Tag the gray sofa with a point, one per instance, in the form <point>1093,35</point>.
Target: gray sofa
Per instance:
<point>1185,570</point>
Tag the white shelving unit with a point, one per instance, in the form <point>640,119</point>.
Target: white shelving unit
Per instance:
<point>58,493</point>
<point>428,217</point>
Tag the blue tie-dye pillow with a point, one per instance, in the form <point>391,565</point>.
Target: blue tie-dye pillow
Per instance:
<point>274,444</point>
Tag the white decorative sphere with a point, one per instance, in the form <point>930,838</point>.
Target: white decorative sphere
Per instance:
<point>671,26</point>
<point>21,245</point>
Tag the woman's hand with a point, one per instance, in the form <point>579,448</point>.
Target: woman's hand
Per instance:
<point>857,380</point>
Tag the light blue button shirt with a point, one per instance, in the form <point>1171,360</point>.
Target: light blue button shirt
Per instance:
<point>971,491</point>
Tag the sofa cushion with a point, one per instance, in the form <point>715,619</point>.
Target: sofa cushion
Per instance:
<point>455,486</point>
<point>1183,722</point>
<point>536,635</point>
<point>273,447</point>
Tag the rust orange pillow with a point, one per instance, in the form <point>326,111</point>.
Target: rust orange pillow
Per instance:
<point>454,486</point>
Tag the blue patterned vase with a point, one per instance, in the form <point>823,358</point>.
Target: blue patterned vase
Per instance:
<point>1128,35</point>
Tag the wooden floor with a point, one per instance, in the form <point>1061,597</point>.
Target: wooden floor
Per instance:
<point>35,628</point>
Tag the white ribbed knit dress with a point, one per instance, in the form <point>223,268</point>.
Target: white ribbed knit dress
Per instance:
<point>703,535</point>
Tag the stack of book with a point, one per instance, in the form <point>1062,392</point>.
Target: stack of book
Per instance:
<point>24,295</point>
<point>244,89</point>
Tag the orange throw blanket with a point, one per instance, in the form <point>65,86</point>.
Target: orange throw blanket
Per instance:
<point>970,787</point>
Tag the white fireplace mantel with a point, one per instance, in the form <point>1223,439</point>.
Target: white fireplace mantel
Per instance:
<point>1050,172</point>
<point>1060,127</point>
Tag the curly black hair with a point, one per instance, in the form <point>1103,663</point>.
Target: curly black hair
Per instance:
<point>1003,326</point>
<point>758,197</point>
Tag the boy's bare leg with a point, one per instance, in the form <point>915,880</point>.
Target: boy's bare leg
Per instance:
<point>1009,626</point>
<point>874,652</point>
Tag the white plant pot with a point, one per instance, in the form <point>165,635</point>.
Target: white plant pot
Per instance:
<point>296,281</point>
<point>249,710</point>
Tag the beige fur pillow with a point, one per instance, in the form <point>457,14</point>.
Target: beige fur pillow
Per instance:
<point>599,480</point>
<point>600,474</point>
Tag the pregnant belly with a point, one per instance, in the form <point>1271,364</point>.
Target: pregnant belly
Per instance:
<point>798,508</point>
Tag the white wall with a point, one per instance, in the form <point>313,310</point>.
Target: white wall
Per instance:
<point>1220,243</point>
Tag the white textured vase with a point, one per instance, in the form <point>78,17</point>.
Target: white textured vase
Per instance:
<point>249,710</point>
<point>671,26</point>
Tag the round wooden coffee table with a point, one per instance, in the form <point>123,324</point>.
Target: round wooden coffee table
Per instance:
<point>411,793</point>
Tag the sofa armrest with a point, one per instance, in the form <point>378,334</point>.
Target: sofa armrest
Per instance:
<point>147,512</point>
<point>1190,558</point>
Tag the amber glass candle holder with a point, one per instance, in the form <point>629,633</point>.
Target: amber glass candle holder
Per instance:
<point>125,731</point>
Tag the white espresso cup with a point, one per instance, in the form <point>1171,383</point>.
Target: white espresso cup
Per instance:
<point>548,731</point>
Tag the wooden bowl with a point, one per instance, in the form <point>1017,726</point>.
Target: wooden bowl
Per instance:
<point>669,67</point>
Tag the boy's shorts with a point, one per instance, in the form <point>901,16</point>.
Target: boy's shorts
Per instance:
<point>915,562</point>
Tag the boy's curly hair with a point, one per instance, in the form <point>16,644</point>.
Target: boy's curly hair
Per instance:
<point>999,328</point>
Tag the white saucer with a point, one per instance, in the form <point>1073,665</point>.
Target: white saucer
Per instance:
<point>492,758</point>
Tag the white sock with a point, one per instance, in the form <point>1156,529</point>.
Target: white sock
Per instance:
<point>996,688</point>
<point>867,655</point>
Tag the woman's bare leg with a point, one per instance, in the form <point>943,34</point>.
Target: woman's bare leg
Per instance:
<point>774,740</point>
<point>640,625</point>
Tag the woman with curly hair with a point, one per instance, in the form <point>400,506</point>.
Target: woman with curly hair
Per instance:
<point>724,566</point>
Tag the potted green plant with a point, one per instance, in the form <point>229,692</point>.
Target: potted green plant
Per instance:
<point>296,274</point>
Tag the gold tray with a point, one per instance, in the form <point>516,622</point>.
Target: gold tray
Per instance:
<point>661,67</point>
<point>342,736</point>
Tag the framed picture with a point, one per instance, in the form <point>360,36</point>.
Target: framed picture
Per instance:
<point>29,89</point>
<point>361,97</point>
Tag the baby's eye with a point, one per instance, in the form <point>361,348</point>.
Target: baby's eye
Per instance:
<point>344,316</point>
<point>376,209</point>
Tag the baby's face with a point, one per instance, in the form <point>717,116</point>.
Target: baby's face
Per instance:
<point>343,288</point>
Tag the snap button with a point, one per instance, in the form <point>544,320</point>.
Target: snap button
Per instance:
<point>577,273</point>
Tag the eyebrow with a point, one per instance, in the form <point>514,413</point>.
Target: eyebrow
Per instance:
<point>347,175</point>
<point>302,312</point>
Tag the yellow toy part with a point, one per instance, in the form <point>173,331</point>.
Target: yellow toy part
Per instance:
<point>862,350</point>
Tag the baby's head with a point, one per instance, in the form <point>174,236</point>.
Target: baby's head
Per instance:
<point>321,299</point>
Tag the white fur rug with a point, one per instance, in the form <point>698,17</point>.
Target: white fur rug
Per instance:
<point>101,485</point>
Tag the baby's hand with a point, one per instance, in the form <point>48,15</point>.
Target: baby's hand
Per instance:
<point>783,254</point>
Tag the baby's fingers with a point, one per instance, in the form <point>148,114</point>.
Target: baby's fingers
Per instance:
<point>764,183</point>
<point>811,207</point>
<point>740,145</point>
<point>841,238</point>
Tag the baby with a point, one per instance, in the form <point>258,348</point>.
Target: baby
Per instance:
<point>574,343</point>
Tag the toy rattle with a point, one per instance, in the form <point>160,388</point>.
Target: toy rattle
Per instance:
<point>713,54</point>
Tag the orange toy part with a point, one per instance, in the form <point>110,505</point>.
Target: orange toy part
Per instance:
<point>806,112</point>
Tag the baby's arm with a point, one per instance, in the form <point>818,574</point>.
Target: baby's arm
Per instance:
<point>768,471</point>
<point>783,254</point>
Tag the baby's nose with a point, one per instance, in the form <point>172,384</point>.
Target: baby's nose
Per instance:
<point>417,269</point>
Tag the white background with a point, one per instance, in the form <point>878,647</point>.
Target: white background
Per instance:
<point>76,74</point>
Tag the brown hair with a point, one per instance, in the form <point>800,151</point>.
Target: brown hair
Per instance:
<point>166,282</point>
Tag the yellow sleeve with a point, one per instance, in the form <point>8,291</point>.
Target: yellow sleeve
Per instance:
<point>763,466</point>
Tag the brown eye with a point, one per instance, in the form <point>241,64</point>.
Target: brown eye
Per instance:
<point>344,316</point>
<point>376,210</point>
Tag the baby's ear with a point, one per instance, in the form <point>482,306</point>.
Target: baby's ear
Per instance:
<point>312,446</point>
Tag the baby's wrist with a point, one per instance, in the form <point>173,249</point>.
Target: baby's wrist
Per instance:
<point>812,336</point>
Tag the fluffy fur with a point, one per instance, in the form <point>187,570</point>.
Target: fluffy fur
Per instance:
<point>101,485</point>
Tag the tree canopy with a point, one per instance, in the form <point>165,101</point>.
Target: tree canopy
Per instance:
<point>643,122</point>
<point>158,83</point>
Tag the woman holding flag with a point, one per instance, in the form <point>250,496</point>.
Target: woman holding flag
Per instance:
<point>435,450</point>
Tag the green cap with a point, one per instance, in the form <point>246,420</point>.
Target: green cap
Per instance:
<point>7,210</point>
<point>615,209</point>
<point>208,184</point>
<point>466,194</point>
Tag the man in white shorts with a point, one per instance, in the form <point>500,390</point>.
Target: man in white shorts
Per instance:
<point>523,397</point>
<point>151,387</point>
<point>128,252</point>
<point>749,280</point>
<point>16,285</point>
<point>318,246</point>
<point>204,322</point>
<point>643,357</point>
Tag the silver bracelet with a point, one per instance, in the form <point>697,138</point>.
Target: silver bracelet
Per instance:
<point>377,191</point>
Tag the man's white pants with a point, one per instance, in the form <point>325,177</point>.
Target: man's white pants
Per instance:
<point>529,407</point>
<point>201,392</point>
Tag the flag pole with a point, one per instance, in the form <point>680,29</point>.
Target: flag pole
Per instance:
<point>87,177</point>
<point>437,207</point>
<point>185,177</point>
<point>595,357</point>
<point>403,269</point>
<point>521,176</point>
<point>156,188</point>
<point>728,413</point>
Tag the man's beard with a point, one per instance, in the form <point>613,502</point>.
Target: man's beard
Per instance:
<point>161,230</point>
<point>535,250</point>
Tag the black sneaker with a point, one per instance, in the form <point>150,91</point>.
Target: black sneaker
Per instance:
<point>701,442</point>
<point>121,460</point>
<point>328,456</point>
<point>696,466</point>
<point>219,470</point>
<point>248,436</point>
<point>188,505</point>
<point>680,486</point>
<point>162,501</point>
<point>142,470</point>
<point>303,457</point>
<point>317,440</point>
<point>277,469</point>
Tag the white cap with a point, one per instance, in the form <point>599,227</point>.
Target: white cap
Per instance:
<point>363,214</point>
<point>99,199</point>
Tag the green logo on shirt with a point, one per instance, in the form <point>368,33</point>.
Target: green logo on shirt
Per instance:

================================

*What needs to be done*.
Rewrite the stretch of records from the line containing "Tag the green cap" through the line containing "<point>466,194</point>" as a two-column CSV with the headers input and output. Give one row per record, with its text under input and its answer under output, each in a single quoted field with line breaks turned into spaces.

*Complete output*.
input,output
"Tag the green cap with a point, one per instance, in the form <point>246,420</point>. Target: green cap Per instance:","<point>7,210</point> <point>615,209</point> <point>208,184</point> <point>466,194</point>"